▸ Set of tasks:
a) Answer these questions using the friction-cone derivation:
(i) What must lie inside a cone of half-angle θ?
(ii) What is used to define the angle between vectors?
(iii) What expression is given for cos θ when μ = tan θ?
b) Carry on the friction-cone derivation, starting after its final sentence.

▸ Document segment:
This is interpreted geometrically as the contact force $\vec{C}$ vector must lie inside a cone of half-angle $\theta$, such that $\mu = \tan \theta$. The axis of the cone is along $\vec{N}$.

Using a cosine to define the angle between vectors from their dot product, we have following relationship

$$ \begin{aligned}\vec{C}\cdot\vec{N} & \leq\cos\theta\,|\vec{C}||\vec{N}|\\ |\vec{N}|^{2}+\vec{f}_{a}\cdot\vec{N} & \leq\cos\theta\,|\vec{C}||\vec{N}|\\ |\vec{N}| & \leq\cos\theta\,|\vec{C}| \end{aligned}$$

If you assert that $\mu=\tan\theta$, then $\cos\theta=\frac{1}{\sqrt{1+\mu^{2}}}$ (* a lot of trig skipped here) and the above relation becomes

$$\sqrt{1+\mu^{2}}\,|\vec{N}|\leq|\vec{C}|$$

which is the same as the first equation here.

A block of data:

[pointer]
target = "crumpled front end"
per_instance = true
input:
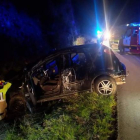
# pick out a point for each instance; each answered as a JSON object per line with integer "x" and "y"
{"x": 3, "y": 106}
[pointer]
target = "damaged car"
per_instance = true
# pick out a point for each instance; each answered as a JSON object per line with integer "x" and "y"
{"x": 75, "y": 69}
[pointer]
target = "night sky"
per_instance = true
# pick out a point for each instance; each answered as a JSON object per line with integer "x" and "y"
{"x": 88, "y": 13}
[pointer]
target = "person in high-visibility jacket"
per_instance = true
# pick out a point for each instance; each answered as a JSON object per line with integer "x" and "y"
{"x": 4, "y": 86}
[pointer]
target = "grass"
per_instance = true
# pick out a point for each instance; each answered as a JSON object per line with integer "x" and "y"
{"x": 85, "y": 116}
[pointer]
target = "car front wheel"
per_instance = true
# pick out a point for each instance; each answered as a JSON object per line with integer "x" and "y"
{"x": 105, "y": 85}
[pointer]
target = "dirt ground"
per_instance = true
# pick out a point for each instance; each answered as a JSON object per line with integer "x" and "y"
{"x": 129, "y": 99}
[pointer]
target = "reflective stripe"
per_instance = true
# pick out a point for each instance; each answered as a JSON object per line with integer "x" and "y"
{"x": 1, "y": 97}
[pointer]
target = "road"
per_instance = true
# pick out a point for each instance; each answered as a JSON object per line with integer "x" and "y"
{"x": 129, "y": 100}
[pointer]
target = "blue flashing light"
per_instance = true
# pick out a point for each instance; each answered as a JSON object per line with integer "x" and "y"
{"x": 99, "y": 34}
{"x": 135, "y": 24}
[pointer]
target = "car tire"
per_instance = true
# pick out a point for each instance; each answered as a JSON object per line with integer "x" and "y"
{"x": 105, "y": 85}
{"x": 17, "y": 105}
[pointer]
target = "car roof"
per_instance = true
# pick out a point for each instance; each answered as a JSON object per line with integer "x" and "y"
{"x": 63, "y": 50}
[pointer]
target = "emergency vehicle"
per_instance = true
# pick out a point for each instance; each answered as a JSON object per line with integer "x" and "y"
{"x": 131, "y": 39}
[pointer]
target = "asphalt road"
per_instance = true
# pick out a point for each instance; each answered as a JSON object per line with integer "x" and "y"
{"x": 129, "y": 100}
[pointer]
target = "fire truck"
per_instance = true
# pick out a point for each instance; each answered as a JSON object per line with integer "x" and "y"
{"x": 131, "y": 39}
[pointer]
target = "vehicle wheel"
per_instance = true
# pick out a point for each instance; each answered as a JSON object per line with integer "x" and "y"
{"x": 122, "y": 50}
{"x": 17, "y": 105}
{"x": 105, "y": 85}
* * *
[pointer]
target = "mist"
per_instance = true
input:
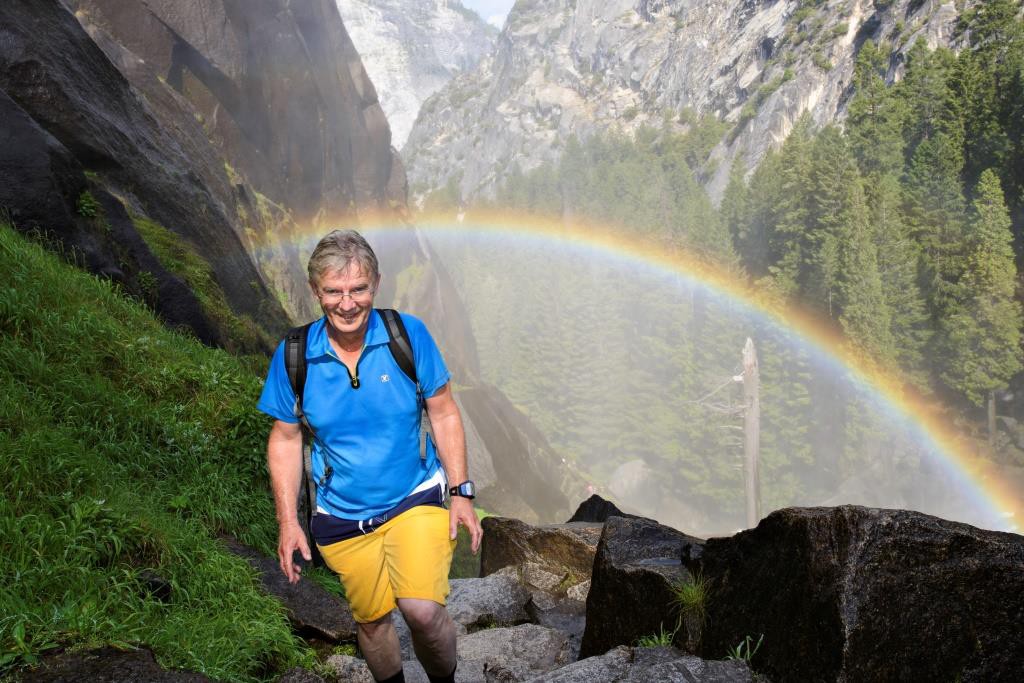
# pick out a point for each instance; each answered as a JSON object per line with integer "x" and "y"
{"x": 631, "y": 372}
==
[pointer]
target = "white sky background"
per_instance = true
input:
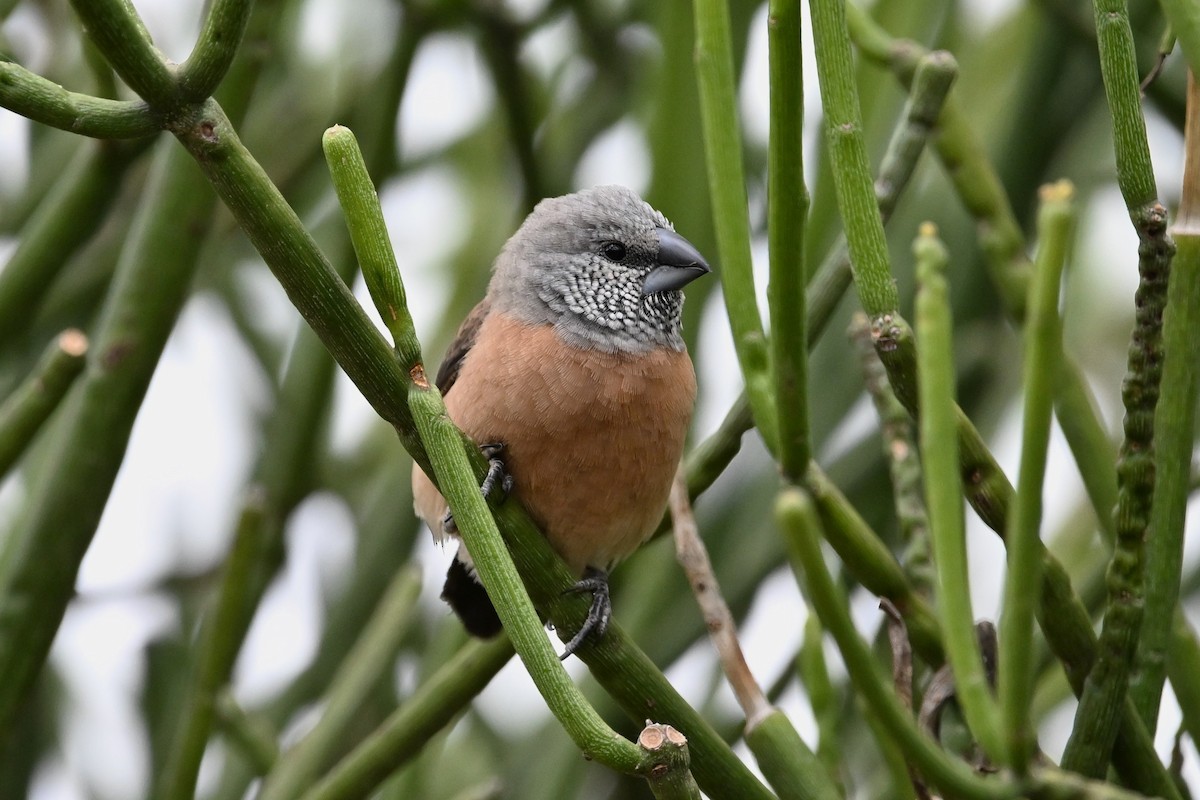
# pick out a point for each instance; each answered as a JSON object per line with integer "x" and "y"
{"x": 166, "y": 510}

▸ Results in order:
a)
(i) The contact force vector C.
(ii) A cosine, obtained from the dot product of the vectors.
(iii) cos θ = 1/√(1 + μ²).

b)
The way to use this is

  1. Find out the friction force $\vec{f}_s$ needed for two bodies together to stick together.
  2. Check if $| \vec{N} + \vec{f}_s | \leq \sqrt{1+\mu^2} | \vec{N} |$
  3. If not then the contact is slipping. Specify $|\vec{f}_a| = \mu | \vec{N} |$ and apply it in the direction that opposes the relative motion.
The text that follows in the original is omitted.